:: GIVEN TASK A ::
List every email address that appears in the mailing-list message header.

Re: [PATCH v7 3/6] mtd: nand: omap: ecc.correct: omap_elm_correct_data: fix erased-page detection for BCHx_HW ECC schemes

linux-mtd.lists.infradead.org archive mirror
 help / color / mirror / Atom feed

From: Brian Norris <computersforpeace@gmail.com>
To: "Gupta, Pekon" <pekon@ti.com>
Cc: Stefan Roese <sr@denx.de>,
	linux-mtd <linux-mtd@lists.infradead.org>,
	"Balbi, Felipe" <balbi@ti.com>,
	Artem Bityutskiy <dedekind1@gmail.com>
Subject: Re: [PATCH v7 3/6] mtd: nand: omap: ecc.correct: omap_elm_correct_data: fix erased-page detection for BCHx_HW ECC schemes
Date: Fri, 7 Mar 2014 11:11:23 -0800	[thread overview]
Message-ID: <20140307191123.GC5232@ld-irv-0074> (raw)

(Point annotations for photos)
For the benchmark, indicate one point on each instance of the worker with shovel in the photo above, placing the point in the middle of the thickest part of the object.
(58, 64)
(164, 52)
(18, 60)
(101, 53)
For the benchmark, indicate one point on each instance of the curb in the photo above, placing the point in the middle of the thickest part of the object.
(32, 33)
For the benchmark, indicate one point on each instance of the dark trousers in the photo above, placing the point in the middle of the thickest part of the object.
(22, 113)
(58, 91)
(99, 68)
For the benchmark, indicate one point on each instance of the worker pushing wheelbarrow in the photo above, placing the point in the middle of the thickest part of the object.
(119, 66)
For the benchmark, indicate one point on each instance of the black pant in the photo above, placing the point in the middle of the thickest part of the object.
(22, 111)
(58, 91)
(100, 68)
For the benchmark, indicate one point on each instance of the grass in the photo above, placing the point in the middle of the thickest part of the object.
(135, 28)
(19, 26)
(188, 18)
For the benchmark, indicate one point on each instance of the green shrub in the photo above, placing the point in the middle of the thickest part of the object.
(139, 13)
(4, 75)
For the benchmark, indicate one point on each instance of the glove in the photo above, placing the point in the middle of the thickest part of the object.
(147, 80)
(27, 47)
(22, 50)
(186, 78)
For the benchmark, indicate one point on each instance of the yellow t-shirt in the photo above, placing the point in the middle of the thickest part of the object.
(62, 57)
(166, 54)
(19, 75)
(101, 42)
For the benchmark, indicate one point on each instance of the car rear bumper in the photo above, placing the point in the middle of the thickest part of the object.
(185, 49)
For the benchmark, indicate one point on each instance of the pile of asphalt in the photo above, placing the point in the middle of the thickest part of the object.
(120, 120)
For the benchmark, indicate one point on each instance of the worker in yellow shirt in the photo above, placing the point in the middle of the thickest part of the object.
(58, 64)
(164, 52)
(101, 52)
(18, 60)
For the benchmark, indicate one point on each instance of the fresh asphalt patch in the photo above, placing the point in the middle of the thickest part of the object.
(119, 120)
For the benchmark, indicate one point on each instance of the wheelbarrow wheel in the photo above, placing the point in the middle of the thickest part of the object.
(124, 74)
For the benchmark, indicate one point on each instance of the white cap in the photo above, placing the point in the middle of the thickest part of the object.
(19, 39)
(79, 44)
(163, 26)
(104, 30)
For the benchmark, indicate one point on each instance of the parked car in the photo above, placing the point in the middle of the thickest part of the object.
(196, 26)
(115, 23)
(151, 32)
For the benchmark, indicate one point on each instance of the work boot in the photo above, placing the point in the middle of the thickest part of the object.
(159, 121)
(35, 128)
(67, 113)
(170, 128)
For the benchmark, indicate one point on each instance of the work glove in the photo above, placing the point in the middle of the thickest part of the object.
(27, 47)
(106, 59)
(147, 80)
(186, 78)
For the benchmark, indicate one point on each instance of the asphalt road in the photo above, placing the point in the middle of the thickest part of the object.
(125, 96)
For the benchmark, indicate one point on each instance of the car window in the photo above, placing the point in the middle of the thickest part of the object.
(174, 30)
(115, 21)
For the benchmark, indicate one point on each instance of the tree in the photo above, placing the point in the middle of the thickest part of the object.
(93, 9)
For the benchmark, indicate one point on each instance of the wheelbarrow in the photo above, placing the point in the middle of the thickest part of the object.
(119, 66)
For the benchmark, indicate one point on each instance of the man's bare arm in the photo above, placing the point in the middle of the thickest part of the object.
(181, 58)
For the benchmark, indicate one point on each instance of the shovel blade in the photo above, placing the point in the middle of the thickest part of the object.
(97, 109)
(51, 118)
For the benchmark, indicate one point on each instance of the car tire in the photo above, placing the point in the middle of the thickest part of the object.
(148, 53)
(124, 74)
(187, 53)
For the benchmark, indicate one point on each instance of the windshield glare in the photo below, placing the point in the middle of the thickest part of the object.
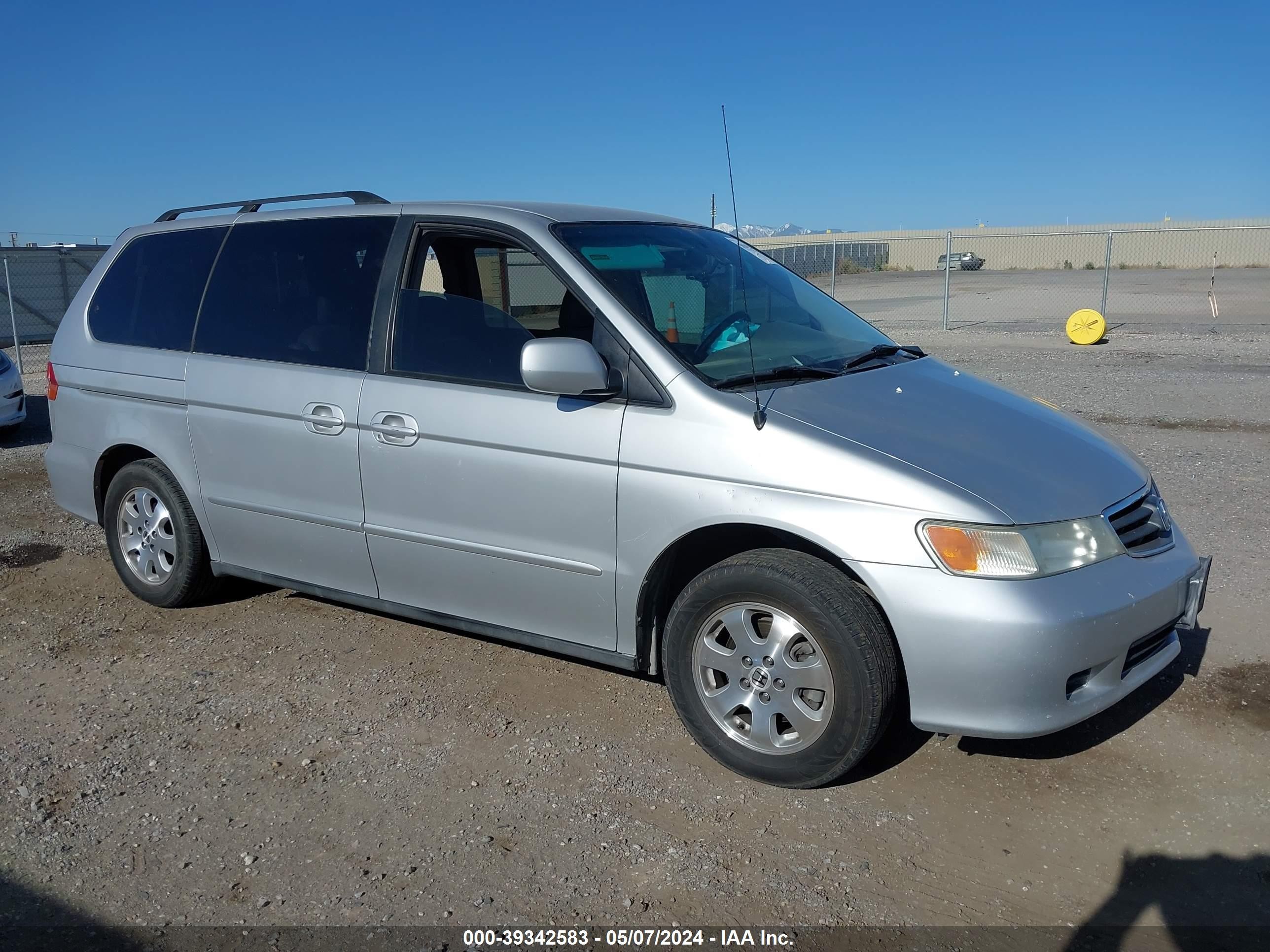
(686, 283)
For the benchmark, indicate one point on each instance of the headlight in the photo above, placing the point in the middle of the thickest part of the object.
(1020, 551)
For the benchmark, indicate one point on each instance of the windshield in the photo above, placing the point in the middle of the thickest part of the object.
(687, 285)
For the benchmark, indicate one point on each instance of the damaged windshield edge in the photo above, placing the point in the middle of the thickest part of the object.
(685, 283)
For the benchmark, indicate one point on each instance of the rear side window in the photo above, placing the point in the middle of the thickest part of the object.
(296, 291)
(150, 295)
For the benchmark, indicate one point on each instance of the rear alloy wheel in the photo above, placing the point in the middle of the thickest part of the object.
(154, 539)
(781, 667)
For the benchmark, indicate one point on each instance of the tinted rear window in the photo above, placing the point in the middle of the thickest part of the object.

* * *

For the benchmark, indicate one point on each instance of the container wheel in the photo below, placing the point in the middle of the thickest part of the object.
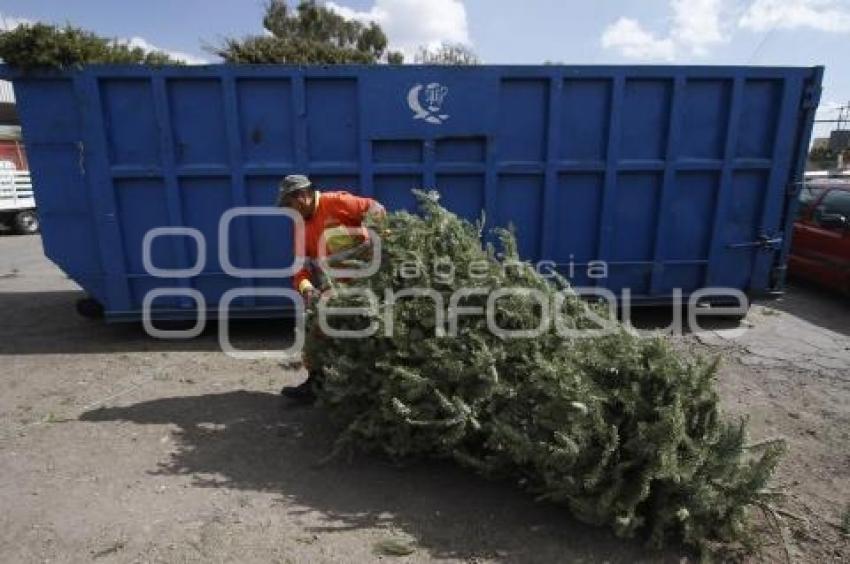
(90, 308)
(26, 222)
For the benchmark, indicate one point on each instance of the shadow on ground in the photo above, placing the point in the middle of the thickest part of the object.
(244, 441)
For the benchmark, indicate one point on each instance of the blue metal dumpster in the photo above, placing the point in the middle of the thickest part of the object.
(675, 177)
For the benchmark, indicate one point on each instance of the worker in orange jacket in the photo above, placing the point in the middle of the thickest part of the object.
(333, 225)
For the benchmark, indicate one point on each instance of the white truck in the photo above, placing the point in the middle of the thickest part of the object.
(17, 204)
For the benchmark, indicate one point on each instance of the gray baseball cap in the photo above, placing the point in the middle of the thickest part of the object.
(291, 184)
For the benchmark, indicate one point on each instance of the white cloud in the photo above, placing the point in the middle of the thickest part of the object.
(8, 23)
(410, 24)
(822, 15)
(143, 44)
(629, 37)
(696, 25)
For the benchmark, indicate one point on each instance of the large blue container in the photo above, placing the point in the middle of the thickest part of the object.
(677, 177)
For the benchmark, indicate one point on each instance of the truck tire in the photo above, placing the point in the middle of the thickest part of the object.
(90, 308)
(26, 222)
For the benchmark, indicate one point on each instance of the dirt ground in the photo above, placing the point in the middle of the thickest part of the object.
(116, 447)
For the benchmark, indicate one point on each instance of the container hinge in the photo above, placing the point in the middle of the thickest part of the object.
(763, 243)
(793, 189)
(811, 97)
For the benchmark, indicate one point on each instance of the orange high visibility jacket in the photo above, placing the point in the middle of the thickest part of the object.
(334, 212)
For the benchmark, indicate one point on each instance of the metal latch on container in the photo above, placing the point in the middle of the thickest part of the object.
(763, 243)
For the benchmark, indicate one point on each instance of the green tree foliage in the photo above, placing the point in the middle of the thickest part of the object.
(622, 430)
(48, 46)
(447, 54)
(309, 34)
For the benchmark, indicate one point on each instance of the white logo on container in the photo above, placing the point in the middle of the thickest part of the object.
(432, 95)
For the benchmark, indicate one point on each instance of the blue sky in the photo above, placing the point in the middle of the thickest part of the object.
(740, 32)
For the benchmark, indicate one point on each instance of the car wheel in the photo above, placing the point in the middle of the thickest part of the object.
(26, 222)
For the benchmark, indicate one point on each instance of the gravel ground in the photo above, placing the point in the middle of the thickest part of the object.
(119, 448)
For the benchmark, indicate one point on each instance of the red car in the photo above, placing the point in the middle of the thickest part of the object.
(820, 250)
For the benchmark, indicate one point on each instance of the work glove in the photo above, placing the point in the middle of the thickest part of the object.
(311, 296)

:: GIVEN TASK B ::
Lay out as a numbered list the lines of the records starting with the line with "the rear side" and going on through the line with "of the tinted", leaving out blank lines.

:: WORKED ANSWER A ::
computersforpeace@gmail.com
pekon@ti.com
sr@denx.de
linux-mtd@lists.infradead.org
balbi@ti.com
dedekind1@gmail.com

:: WORKED ANSWER B ::
1. For the benchmark, indicate one point on each instance of the rear side window in the photo above, placing the point in the middle of the thickest part of the object.
2. (296, 291)
3. (150, 295)
4. For the benchmark, indicate one point on each instance of the rear alloy wheel in the photo above, placing the point in the middle of the thickest part of the object.
5. (154, 539)
6. (781, 667)
7. For the benchmark, indicate one point on each instance of the tinted rear window in the photo above, placing the point in the middle of the thickest part of the object.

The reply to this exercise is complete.